▶ _WHAT IS ASKED_
Copy the lines below word for word, beginning with the line that contains "Could you tag the dense" and continuing through the last line.

== PROVIDED RECORDS

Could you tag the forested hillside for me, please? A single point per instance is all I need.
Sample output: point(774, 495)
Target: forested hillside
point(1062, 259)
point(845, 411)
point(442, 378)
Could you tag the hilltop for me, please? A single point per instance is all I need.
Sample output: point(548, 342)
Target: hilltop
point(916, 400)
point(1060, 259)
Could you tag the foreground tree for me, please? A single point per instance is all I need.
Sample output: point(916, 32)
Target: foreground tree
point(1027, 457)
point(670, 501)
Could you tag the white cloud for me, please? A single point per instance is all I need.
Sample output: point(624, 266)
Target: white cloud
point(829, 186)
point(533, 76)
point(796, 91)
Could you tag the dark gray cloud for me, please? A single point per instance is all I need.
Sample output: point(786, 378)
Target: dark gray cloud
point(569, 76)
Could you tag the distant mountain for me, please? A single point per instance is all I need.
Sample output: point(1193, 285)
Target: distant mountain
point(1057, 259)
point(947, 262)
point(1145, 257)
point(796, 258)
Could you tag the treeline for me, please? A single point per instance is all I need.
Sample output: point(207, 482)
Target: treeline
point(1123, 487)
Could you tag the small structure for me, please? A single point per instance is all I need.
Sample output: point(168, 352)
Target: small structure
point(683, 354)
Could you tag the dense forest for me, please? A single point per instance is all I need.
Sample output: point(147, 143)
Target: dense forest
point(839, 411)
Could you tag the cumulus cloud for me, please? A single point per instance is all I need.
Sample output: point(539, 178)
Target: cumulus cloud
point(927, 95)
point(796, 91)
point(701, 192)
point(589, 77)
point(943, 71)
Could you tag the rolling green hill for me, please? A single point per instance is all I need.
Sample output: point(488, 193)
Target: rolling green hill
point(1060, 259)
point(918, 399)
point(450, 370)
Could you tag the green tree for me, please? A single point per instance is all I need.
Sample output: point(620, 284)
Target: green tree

====

▶ _WRITTEN SOLUTION_
Could you tag the dense forest for me, please? A single point per instance is all I need.
Sample output: point(147, 143)
Target: dense forest
point(839, 411)
Could you tag the cumulus cloud for me, please? A single point per instance is all I need.
Sample output: point(539, 178)
Target: cumulus cloud
point(927, 95)
point(796, 91)
point(701, 192)
point(589, 77)
point(943, 71)
Could you tag the rolling green hill for me, please? A single point per instance is all I need.
Sample output: point(488, 193)
Target: rolling green hill
point(1060, 259)
point(918, 399)
point(450, 370)
Could you tag the green tree for me, please? A single point per instance is all I need.
Sample output: point(620, 284)
Target: green tree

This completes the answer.